=== INSTRUCTIONS TO FOLLOW ===
Images do not belong in the copy. Retype all the entries below exactly.

=== INFORMATION SHOWN ===
+ + + +
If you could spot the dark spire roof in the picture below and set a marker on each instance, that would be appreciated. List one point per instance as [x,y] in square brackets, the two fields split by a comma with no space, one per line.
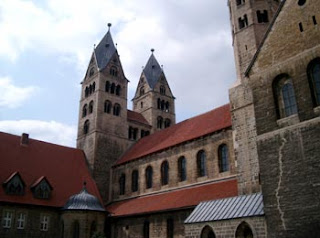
[83,201]
[105,50]
[152,71]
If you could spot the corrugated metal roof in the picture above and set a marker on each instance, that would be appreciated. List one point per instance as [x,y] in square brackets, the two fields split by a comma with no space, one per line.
[228,208]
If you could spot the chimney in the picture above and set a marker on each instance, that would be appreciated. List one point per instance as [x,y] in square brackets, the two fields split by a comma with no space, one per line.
[24,139]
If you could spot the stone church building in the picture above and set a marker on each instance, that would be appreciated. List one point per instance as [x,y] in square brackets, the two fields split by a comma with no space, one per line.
[246,169]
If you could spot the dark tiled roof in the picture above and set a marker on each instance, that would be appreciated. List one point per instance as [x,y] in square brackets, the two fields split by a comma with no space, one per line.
[152,71]
[83,201]
[136,117]
[173,200]
[64,168]
[190,129]
[228,208]
[264,38]
[104,51]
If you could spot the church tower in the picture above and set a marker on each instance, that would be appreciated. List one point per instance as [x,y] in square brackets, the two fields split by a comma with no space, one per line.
[102,127]
[249,22]
[153,97]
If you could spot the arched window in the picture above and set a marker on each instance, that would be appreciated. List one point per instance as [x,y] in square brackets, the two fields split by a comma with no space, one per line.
[201,163]
[86,92]
[113,88]
[165,173]
[141,91]
[118,90]
[93,228]
[223,158]
[149,173]
[122,184]
[114,71]
[182,169]
[284,96]
[167,123]
[244,231]
[86,127]
[207,232]
[84,110]
[146,229]
[162,90]
[135,180]
[107,86]
[76,229]
[116,109]
[91,107]
[107,106]
[159,122]
[314,80]
[170,228]
[91,72]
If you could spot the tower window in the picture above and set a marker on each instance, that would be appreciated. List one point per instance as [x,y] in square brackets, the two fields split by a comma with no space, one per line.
[201,163]
[314,80]
[149,173]
[284,96]
[182,169]
[165,173]
[262,16]
[135,180]
[86,127]
[122,183]
[116,109]
[243,22]
[223,158]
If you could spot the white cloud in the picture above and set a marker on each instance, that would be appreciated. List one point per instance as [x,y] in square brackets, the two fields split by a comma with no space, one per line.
[51,131]
[12,96]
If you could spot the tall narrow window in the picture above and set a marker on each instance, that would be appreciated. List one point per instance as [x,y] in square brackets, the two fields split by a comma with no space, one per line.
[223,158]
[91,107]
[314,80]
[146,229]
[44,222]
[122,184]
[86,127]
[284,96]
[149,174]
[107,106]
[135,180]
[7,219]
[182,169]
[21,221]
[84,110]
[116,109]
[201,163]
[170,228]
[165,173]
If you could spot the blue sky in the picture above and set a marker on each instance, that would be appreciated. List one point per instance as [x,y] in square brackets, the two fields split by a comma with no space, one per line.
[46,46]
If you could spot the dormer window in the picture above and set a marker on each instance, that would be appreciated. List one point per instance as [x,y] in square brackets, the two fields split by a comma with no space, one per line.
[41,188]
[14,185]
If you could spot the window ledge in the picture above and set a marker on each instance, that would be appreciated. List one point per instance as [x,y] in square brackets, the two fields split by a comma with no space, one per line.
[317,110]
[288,121]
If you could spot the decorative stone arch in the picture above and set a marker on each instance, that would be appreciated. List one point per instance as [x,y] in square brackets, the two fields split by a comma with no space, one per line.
[207,232]
[245,230]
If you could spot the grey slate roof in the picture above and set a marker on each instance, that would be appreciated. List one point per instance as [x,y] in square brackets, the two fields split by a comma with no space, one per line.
[152,71]
[83,201]
[228,208]
[104,51]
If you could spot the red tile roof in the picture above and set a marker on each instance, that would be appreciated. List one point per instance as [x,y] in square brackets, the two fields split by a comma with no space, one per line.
[64,168]
[212,121]
[136,117]
[178,199]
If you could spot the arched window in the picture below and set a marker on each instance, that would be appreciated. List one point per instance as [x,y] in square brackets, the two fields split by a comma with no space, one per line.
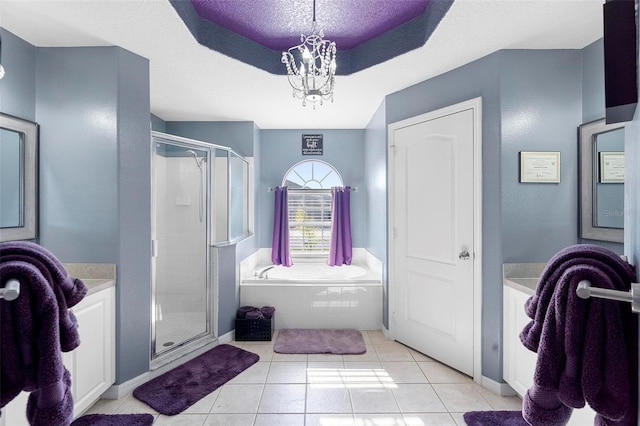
[309,185]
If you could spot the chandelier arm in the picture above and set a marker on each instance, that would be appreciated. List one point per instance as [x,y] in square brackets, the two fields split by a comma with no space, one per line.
[313,77]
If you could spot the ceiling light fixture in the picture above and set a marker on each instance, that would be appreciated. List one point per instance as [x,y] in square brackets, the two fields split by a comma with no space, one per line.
[313,81]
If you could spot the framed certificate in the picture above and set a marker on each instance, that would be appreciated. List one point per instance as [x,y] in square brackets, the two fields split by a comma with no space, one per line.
[611,167]
[540,167]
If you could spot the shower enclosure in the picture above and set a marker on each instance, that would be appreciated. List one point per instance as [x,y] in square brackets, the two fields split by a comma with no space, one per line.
[182,304]
[200,200]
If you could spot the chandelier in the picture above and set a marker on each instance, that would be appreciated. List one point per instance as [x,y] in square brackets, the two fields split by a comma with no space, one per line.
[314,79]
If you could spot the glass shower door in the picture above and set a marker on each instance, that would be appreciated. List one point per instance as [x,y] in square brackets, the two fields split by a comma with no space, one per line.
[181,290]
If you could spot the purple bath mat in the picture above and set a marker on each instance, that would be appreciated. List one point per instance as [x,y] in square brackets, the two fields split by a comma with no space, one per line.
[495,418]
[314,341]
[114,420]
[180,388]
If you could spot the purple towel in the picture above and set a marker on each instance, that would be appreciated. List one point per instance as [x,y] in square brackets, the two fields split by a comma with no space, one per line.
[35,327]
[586,348]
[267,311]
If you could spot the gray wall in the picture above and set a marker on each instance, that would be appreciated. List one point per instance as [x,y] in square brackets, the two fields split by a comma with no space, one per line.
[541,108]
[375,165]
[281,149]
[92,105]
[632,192]
[593,81]
[78,152]
[18,86]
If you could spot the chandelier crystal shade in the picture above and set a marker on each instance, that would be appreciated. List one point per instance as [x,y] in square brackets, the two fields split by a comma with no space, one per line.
[311,66]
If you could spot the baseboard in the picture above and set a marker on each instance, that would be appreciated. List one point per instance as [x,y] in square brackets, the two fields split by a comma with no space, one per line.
[123,389]
[386,332]
[502,389]
[227,338]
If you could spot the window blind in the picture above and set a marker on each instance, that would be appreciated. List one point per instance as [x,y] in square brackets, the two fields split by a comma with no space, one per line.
[309,220]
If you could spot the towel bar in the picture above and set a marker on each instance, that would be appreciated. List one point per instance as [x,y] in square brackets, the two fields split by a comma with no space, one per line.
+ + + +
=== CORRECT OUTPUT ===
If you could spot the dark spire roof in the picture below and set a marker on each instance, that would be appreciated. List one point per instance as [x,y] in square brackets, the two fields split by a comma with no space, one per line.
[83,201]
[105,50]
[152,71]
If you could spot the corrugated metal roof in the picture above and set a marker on each instance, that would be appreciated. List one point per instance as [x,y] in square brackets, the two fields split by a comma with no space, one per line.
[228,208]
If you could spot the chimney in the picture above and set a marker on each instance, that would be appreciated. List one point per instance as [x,y] in square brackets, the two fields split by a comma with no space, one per line.
[24,139]
If you could spot the stone church building in the picture above and set a marker on each instance, that would be appreciated. List one point per instance as [x,y] in square brackets, the two fields split by a comma with no space, one per line.
[246,169]
If you could spot the dark tiled roof in the picture above and set a marker on each instance, that would be appreciated. List one point per instance as [x,y] in square brackets, the two fields split by a comma with no space, one per line.
[152,71]
[83,201]
[136,117]
[173,200]
[64,168]
[190,129]
[228,208]
[264,38]
[104,51]
If you could spot the church tower in the picture above and set a marker on each instance, that would be appreciated. List one point per instance as [x,y] in square brackets, the two fields split by a comma with no space, one per line.
[102,127]
[249,22]
[153,97]
If you could spot the arched window in the picture above and set a marker on each instance, that would be appreciated. List one point per instance as [x,y] in square brackets, the two fields split by a comma with no space, one per line.
[201,163]
[86,92]
[113,88]
[165,173]
[141,91]
[118,90]
[93,228]
[223,158]
[149,173]
[122,184]
[114,71]
[182,169]
[284,96]
[167,123]
[244,231]
[86,127]
[207,232]
[84,110]
[146,229]
[162,90]
[135,180]
[107,86]
[76,229]
[116,109]
[91,107]
[107,106]
[159,122]
[314,80]
[170,228]
[91,72]
If you could spot the tower window in the picture above and set a marker on each instance, that would be appreciated. List one point per instance as [x,y] in square brackets, the two fields split by a comma with no space, one per line.
[201,163]
[314,80]
[149,173]
[284,96]
[182,169]
[165,173]
[262,16]
[135,180]
[86,127]
[122,183]
[116,109]
[243,22]
[223,158]
If you could spot the white cloud in the picture above and set a marker on each instance, that would be appreciated. List one point per instance as [x,y] in square brackets, the two fields split by a comma with no space, one per line.
[51,131]
[12,96]
If you could spot the tall narrow window in the picture above and set a marker on each instance, that would be appreciated. List one point per instance as [x,y] in square brackets, the two fields split by a comma with no space, one per line.
[223,158]
[91,107]
[314,80]
[146,229]
[44,222]
[122,184]
[86,127]
[284,96]
[149,174]
[107,106]
[135,180]
[7,219]
[182,169]
[21,221]
[84,110]
[116,109]
[201,163]
[170,228]
[165,173]
If you could spot the blue sky in the picture above and set a marker on each instance, that would be appreciated. List one point per instance as [x,y] in square brackets, the two fields split by a comma with no space, one per line.
[46,46]
If you could spot the dormer window in the picture above and set a marker on each instance, that would be appreciated. List one point per instance as [x,y] in square brackets, the two fields split by a comma with no space, one per line.
[41,188]
[14,185]
If you could spot the window ledge in the picture above and set a marker on each instance, that would be appreciated. List one point per instance as [x,y] in square brackets, the two fields split by a comma with no space, one per line.
[317,110]
[288,121]
If you could spot the decorative stone arch in the picture above and set a marker on each instance, that would be appreciated. List one point per instance as [x,y] in square brackets, the two fields split by a comma with no space, one per line.
[207,232]
[245,230]
If you could spot the grey slate roof in the picture above and set a marker on each instance, that would be appreciated. List one point per instance as [x,y] in square brackets, the two fields split by a comma with no space, one per line.
[152,71]
[83,201]
[228,208]
[104,51]
If you could spot the red tile roof in the picture above and set a marker on each instance, that would be appreciated. List one point per instance as [x,y] in square brackets, the two fields split by a comma with no space, one per line.
[64,168]
[212,121]
[136,117]
[178,199]
If you could spot the arched window in the picture below and set a marker on each instance, that would be appreciated. List one point per instance as [x,y] in square brackets, the two fields split by a comma with no space, one per line.
[309,185]
If you could spot the chandelier arm in the picture above and set a marker on each instance, that would be appreciated. List one point per instance as [x,y] in square brackets, the two fields split by a comma with no space, one per line.
[313,77]
If you could spot the ceiling light fixture in the picture above and set a marker on each instance, that would be appreciated. List one point per instance as [x,y] in square brackets, the two fields split by a comma with no space, one per line.
[313,81]
If you could spot the framed certificate in the picture above and set a marker on each instance, that would be appreciated. List one point per instance as [x,y] in square brackets, the two fields split by a comma with no space, one per line.
[611,167]
[540,167]
If you could spot the shower enclosure in the picture above and set a marker on each instance, that would be appreciated. List one point per instance as [x,y] in square brackets, the two fields split by a comma with no space, one per line.
[182,304]
[200,200]
If you could spot the chandelier in the picture above and set a marker on each instance, that would be appreciated. List one point per instance as [x,y] in square brackets, the two fields split by a comma with no space, one per line.
[314,79]
If you could spot the glass shower door in the picture above and set a marker on each instance, that would be appreciated. List one point per instance as [x,y] in square brackets, the two fields split by a comma with no space, one per line.
[181,290]
If you could spot the purple bath mat in the picture above and set a marker on each instance, that would be appreciated. List one point per instance as [x,y] in square brackets, the two fields split by a comma with no space, one per line.
[495,418]
[314,341]
[114,420]
[180,388]
If you could spot the purple towel in the picture above and set a marker on each instance, that would be appreciated. List one point per instance as [x,y] in square brackets, the two fields split by a comma with no space, one per line.
[35,327]
[586,348]
[267,311]
If you could spot the gray wall in the picture above and set a marker on each instance, that would be appreciated. List one point per instance as [x,y] in square brackets, the two fields split by a comma with no space, one per line.
[541,108]
[375,165]
[281,149]
[92,105]
[632,192]
[593,81]
[78,152]
[18,86]
If you could spot the chandelier crystal shade in the picture above and set a marker on each instance, that would be appreciated. List one point per instance as [x,y] in square brackets, the two fields split by a comma with no space, one per line.
[311,66]
If you could spot the baseboard in the picture above and set a marker on each instance, that would be appreciated. List one point per instance as [x,y] in square brackets, the two fields split by a comma with no space, one per line.
[123,389]
[386,332]
[502,389]
[227,338]
If you could spot the window blind in the picture above and set a marker on each instance, that would be appreciated. List one point per instance as [x,y] in square brackets, the two fields split by a comma with no space, one per line.
[309,220]
If you could spot the towel bar in the picture above and set a marker on each instance, that would be appreciated. List one point per instance as [x,y] in square brackets, the two fields split by a comma with no space, one per line.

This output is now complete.